Segmento di testo =>
· · ·
La Posta di Città Nuova
Incontriamoci a Città Nuova, la nostra città
Una squadra, una famiglia
I collaboratori della rivista a confronto. Per fare “il punto” e guardare avanti.
Non potevano mancare proprio loro. Nella splendida cornice dei colli toscani, a LoppianoLab. Provenienti dai vari punti dello Stivale, in rappresentanza delle originali sensibilità che ogni regione racchiude, per portare, anche a nome dei lettori, un contributo alla nostra rivista. Per condividere idee, considerazioni, proposte di articoli, segnalazioni di esperienze.
Li conoscete, sono quelli che mettono la loro penna a disposizione della fraternità. Li trovate in elenco a pagina 10, sotto il sommario, ma altri ancora si stanno unendo alla squadra. Talvolta non sono giornalisti di professione, ma hanno la passione della scrittura. O, meglio ancora, sanno osservare la realtà con la lente dell’unità.
· · ·
Problema => Trascrivi senza modifiche il brano del segmento di testo che comincia con le parole "Non potevano mancare" e si chiude dopo "segnalazioni di esperienze.".
· · ·
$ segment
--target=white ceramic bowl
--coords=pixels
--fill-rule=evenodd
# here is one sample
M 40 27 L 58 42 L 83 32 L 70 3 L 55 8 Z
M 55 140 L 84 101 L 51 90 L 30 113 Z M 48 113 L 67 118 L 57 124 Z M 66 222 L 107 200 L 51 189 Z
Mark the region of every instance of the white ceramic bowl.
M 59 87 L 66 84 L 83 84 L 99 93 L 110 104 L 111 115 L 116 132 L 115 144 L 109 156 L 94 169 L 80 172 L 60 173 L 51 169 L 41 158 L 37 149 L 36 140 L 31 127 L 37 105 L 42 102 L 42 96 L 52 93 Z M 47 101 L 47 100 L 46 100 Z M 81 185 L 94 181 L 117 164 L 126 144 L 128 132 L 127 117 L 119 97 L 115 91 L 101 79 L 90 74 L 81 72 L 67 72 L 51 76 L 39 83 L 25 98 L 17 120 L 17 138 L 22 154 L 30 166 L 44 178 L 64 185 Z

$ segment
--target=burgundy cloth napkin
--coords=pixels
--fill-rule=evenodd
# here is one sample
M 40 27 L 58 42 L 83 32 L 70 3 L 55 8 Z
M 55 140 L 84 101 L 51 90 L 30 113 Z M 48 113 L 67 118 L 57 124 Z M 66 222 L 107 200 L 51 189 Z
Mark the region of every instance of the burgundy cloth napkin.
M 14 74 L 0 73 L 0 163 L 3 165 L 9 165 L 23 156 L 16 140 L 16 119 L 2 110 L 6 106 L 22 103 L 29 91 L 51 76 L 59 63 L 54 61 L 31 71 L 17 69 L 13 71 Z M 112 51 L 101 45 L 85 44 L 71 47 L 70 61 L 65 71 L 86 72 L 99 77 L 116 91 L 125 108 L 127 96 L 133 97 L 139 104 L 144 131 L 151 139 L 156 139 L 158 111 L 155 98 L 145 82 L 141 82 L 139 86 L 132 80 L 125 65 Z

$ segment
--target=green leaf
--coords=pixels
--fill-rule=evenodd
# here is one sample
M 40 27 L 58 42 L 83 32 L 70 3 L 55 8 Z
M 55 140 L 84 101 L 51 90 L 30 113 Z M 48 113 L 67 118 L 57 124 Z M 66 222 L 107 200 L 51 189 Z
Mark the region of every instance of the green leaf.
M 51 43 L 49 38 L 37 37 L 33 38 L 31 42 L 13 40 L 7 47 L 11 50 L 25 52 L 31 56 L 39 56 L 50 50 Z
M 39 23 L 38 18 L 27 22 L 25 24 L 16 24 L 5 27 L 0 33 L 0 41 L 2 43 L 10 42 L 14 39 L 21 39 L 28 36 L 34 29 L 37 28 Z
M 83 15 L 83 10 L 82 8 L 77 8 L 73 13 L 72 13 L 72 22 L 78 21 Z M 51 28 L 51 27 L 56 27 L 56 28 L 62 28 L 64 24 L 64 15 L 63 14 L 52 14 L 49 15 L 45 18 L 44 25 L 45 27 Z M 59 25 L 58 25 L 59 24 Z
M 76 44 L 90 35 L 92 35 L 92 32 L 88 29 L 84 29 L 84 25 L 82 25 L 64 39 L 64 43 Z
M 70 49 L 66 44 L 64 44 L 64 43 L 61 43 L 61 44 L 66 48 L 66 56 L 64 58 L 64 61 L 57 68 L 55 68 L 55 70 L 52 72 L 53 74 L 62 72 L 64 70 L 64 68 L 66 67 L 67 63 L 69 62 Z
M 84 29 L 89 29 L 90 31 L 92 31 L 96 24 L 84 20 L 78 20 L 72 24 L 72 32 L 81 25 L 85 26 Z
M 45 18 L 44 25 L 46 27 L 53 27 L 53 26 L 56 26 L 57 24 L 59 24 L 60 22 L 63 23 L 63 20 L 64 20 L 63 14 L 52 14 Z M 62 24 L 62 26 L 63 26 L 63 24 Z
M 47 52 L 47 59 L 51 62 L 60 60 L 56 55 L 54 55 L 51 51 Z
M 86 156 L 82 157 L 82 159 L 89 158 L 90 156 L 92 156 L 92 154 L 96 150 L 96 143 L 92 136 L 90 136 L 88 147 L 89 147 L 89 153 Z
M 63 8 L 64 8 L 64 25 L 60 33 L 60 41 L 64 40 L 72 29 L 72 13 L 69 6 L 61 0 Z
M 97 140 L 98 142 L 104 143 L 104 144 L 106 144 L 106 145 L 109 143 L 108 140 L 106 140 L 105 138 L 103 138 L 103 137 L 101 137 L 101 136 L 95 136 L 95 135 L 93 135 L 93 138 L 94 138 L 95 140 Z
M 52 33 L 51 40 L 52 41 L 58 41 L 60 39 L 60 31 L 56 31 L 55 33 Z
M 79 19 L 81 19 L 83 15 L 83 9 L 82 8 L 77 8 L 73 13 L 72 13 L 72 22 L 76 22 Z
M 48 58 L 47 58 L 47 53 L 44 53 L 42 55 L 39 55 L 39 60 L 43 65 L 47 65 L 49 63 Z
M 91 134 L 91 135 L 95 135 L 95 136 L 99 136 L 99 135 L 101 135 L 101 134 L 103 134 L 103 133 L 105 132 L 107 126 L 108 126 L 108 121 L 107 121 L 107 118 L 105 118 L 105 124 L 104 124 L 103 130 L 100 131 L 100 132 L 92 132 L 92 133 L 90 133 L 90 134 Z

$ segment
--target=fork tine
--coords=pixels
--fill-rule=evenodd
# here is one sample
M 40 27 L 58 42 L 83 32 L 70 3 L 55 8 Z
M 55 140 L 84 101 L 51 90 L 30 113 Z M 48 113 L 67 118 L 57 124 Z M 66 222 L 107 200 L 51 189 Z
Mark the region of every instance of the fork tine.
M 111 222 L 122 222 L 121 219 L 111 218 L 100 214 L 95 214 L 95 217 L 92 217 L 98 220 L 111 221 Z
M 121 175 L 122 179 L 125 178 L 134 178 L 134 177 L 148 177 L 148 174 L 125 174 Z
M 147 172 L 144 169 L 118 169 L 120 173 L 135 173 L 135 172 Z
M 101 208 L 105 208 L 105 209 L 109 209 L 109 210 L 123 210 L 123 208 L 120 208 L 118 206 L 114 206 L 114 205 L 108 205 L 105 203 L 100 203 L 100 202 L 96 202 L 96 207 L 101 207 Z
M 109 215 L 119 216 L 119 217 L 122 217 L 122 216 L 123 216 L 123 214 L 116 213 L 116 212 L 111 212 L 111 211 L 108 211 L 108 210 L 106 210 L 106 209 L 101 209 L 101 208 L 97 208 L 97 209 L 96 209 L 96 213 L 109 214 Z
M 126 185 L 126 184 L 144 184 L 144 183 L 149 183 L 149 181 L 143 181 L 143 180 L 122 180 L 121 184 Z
· · ·
Risultato =>
Non potevano mancare proprio loro. Nella splendida cornice dei colli toscani, a LoppianoLab. Provenienti dai vari punti dello Stivale, in rappresentanza delle originali sensibilità che ogni regione racchiude, per portare, anche a nome dei lettori, un contributo alla nostra rivista. Per condividere idee, considerazioni, proposte di articoli, segnalazioni di esperienze.